- [Given instruction 1]:
In the records, set out the stretch from the line containing "the car windshield" through the last line of the records as a numbered list, leaving out blank lines.

###

After Door, Rhiannon produced and directed her second opera in Cambridge: Dido is Dead tells the myth of Dido and Aeneas through the eyes of the maddened heroine. Rhiannon’s first opera, Temptations, was a collaboration with best-selling poet Rev. Dr. Malcolm Guite, in Cambridge, reimagining Satan’s temptations of Jesus in a modern setting, and was praised by Sir Harrison Birtwistle. Other theatrical works include Lie There Dead, a drama for tenor, baritone and ensemble, and recent Duruflé Trio commission The Bitterness of Salt for soprano, flute, viola and piano.

Rhiannon’s choral works have been described as adventurously expressive but singable (Richard Causton). She was commissioned by BBC R3 for International Women’s Day 2015: Like A Singing Bird premiered live on The Choir by Sarah Connolly and the Girl’s Choir of St. Catharine’s, Cambridge. She was a finalist in National Centre of Early Music Composer Award 2017, and a second performance of her Ave Regina by the Ebor Singers was featured in ‘Women of Note’, part of York Late Music series. Her On Life’s Dividing Sea was a finalist in the ORTUS International New Music Competition, New York and has recently been recorded by the BBC Singers. O Magnum Mysterium, commissioned by Choir & Organ, was premiered by Royal Holloway Choir, published online in Choir & Organ New Music Series, and a feature on Rhiannon appeared in the January/February 2017 edition of the magazine. Rhiannon is the inaugural Composer-in-Residence at St. Michael’s, Cornhill (2017-18); commissions include memoria for choir and erhu (Chinese fiddle); a communion motet; a Canticles setting and an anthem for The Drapers’ Company. Other recent commissioners include Girton College for their 150th Anniversary; Ronald Corp and the New London Children’s Choir; and the Zürich Chamber Singers. Her choral music is published by Stainer & Bell.

###

- [Given instruction 2]:
In the composer biography, who premiered Like A Singing Bird live on The Choir?

###

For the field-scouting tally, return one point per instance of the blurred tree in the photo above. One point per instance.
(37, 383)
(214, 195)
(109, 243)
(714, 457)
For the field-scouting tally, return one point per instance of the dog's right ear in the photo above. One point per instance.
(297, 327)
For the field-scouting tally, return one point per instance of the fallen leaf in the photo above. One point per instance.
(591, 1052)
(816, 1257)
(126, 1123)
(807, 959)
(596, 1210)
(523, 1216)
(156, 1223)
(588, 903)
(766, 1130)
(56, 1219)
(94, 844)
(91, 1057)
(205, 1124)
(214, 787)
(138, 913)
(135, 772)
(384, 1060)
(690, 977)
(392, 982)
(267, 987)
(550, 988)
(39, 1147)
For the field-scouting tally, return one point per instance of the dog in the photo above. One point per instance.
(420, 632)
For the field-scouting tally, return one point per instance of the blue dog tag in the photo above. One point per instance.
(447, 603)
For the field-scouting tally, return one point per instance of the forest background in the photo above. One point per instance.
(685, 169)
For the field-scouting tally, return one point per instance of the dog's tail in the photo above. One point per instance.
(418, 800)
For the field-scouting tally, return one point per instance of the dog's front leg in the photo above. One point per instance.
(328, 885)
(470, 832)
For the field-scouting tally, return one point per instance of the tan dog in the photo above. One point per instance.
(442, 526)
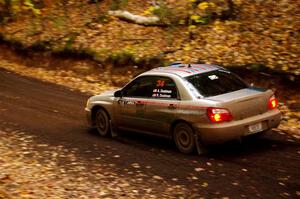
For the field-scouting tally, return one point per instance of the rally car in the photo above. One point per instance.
(193, 104)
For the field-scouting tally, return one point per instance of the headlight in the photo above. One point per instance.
(87, 103)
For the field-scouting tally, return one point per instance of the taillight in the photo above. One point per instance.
(218, 114)
(273, 103)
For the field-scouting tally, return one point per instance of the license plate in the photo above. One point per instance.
(254, 128)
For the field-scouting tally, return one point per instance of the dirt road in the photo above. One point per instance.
(268, 167)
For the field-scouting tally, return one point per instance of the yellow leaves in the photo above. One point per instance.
(204, 184)
(150, 10)
(181, 22)
(285, 68)
(195, 17)
(192, 27)
(203, 5)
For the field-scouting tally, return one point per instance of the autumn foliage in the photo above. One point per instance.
(227, 32)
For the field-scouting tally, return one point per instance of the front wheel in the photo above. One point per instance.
(102, 123)
(184, 138)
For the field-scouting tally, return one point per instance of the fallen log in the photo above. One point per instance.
(125, 15)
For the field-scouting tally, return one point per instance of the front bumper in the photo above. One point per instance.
(220, 133)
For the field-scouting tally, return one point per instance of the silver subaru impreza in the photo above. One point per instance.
(193, 104)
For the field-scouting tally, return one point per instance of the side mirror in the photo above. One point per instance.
(118, 93)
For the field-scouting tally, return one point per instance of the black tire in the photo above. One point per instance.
(184, 138)
(102, 123)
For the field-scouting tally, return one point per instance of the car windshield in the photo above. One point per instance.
(216, 82)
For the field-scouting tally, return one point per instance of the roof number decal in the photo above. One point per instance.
(213, 77)
(160, 83)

###

- [Full response 1]:
1. For the field-scouting tally, return one point per instance of the car windshield in the photo above. One point per instance.
2. (216, 82)
3. For the field-scouting tally, return one point per instance of the roof number decal in the photo above. One point per instance.
4. (213, 77)
5. (160, 83)

- [Full response 2]:
Sarah Connolly and the Girl's Choir of St. Catharine's, Cambridge.